### Текст для чтения
============================================================

Интервью Дмитрия Медведева телеканалу Russia Today
О.Бойко: Дмитрий Анатольевич, спасибо за ваше время… Спустя пять лет эта война почти забыта мировым сообществом, потому что было много других войн, и более кровопролитных войн. Но я уверена, что вы вряд ли забыли, что происходило в те дни. Что первым приходит в голову?
Д.Медведев: Ну я уж точно не забыл. Да и не думаю, что другие забыли. Вы правы в том, что этот конфликт, слава богу, был непродолжительным, тем не менее он глубоко врезался мне в память, как, наверное, и в память огромного количества людей, особенно живущих на Кавказе – в Абхазии, в Осетии, в Грузии, в других местах. Мне, конечно, запомнилось то, как всё начиналось, как это происходило, драматизм этой ситуации, не скрою, и, конечно, необходимость принять самое непростое в моей жизни решение. Оно действительно было самым непростым в моей жизни – и в жизни обычного человека, и в биографии молодого тогда президента, который провёл на своём посту меньше 90 дней. Но так распорядилась история. Все решения были приняты, а все цели, которые я тогда перед собой ставил, были достигнуты.

============================================================

### Исходные данные
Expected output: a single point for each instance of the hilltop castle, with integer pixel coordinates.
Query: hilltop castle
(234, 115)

============================================================

### Части задания
[A] Перепишите дословно фрагмент интервью Дмитрия Медведева между словами «Д.Медведев: Ну я» и «ставил, были достигнуты.», включая их.
[B] Продолжите интервью Дмитрия Медведева, начав сразу после последнего приведённого предложения.

### Результаты по заданиям
[A]
Д.Медведев: Ну я уж точно не забыл. Да и не думаю, что другие забыли. Вы правы в том, что этот конфликт, слава богу, был непродолжительным, тем не менее он глубоко врезался мне в память, как, наверное, и в память огромного количества людей, особенно живущих на Кавказе – в Абхазии, в Осетии, в Грузии, в других местах. Мне, конечно, запомнилось то, как всё начиналось, как это происходило, драматизм этой ситуации, не скрою, и, конечно, необходимость принять самое непростое в моей жизни решение. Оно действительно было самым непростым в моей жизни – и в жизни обычного человека, и в биографии молодого тогда президента, который провёл на своём посту меньше 90 дней. Но так распорядилась история. Все решения были приняты, а все цели, которые я тогда перед собой ставил, были достигнуты.

[B]
О.Бойко: Если отступить, может быть, на несколько недель, или, может быть, месяцев назад от тех августовских дней, отношения с Грузией уже были достаточно натянутыми. И я уверена: в то время, когда вы принимали дела от вашего предшественника, наверное, вы обсуждали так или иначе эту тему. Какой настрой в то время существовал? В то время много говорилось о перезагрузках разного рода. Была ли надежда на то, что отношения улучшатся, может быть?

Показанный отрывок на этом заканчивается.